PAGE EXTRACT »

Microsoft Word - 44-2929_s_ETASR_V9_N4_pp4548-4553


Engineering, Technology & Applied Science Research Vol. 9, No. 4, 2019, 4548-4553 4548  
  

www.etasr.com Dung & Phuong: Short-Term Electric Load Forecasting Using Standardized Load Profile (SLP) and … 

 
Short-Term Electric Load Forecasting Using 

Standardized Load Profile (SLP) And Support Vector 

Regression (SVR)  
 

Nguyen Tuan Dung 

Planning Department, 
EVNHCMC Power Company, 

Ho Chi Minh, Vietnam 

dp1526@gmail.com 

Nguyen Thanh Phuong 

Institute of Engineering, 
Hutech University of Technology, 

Ho Chi Minh, Vietnam 

nt.phuong@hutech.edu.vn 
 

Abstract—Short-term load forecasting (STLF) plays an 

important role in business strategy building, ensuring reliability 

and safe operation for any electrical system. There are many 

different methods used for short-term forecasts including 

regression models, time series, neural networks, expert systems, 

fuzzy logic, machine learning, and statistical algorithms. The 

practical requirement is to minimize forecast errors, avoid 

wastages, prevent shortages, and limit risks in the electricity 

market. This paper proposes a method of STLF by constructing a 
standardized load profile (SLP) based on the past electrical load 

data, utilizing Support Regression Vector (SVR) machine 

learning algorithm to improve the accuracy of short-term 
forecasting algorithms.

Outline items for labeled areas
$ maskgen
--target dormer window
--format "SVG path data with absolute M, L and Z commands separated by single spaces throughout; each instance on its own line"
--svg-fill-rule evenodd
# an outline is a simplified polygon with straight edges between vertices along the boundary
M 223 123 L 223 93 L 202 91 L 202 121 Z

YOUR TASKS »
1. Name every method that the load forecasting paper extract gives as being used for short-term forecasts.
2. Carry on the load forecasting paper extract from the point at which it stops.
The lines stand apart from the load forecasting paper extract and are unrelated to it.

ANSWERS PER TASK »
1.
- Regression models
- Time series
- Neural networks
- Expert systems
- Fuzzy logic
- Machine learning
- Statistical algorithms

2.
Keywords-short-term load forecast; regression model; 
standardized load profile; support vector regression 

I. INTRODUCTION  

Load forecasting is electrical systems is a topic that has 
been studied extensively. There are two main approaches in 
this area: Traditional statistical methods of the relationship 
between the load and load-affecting factors (such as time 
series, regression analysis, etc.) and machine learning methods 
(a branch of artificial intelligence). Statistical methods assume 
load data according to a sample and try to forecast the value of 
future loads using different time series analysis techniques. 
Intelligent systems are derived from mathematical expressions 
of human behavior and experience. Especially since the early 
1990s, neural networks have been considered one of the most 
commonly used techniques in the field of electrical load 
forecasting, because they assume that there is a nonlinear 
function related to historical values and some external variables 
with future values may affect the output [1]. The approximate 
ability of neural networks has made their applications popular. 
In recent years, an intelligent calculation method involving 
Support Vector Machines (SVM) has been widely used in the 
field of load forecasting. Authors in [2] used the Support 
Vector Regression (SVR) technique to solve the electrical load 
prediction problem (forecasting a maximum daily load for the 
next 31 days). This was a competition organized by EUNITE 
(European Network on Intelligent Technologies for Smart 
Adaptive Systems). The provided information included: the 
demand data of the past two years, daily temperature of the past 

four years and local holiday events. The data were divided into 
2 parts: a part used for training (about 80%-90%) and the rest 
used for algorithm testing (about 20%-10%). The set of training 
inputs included data of previous day, previous hour, previous 
week, and the average of the previous week. Since then, there 
have been several studies exploring the different techniques 
used for optimizing SVR to perform load forecasting [3-10].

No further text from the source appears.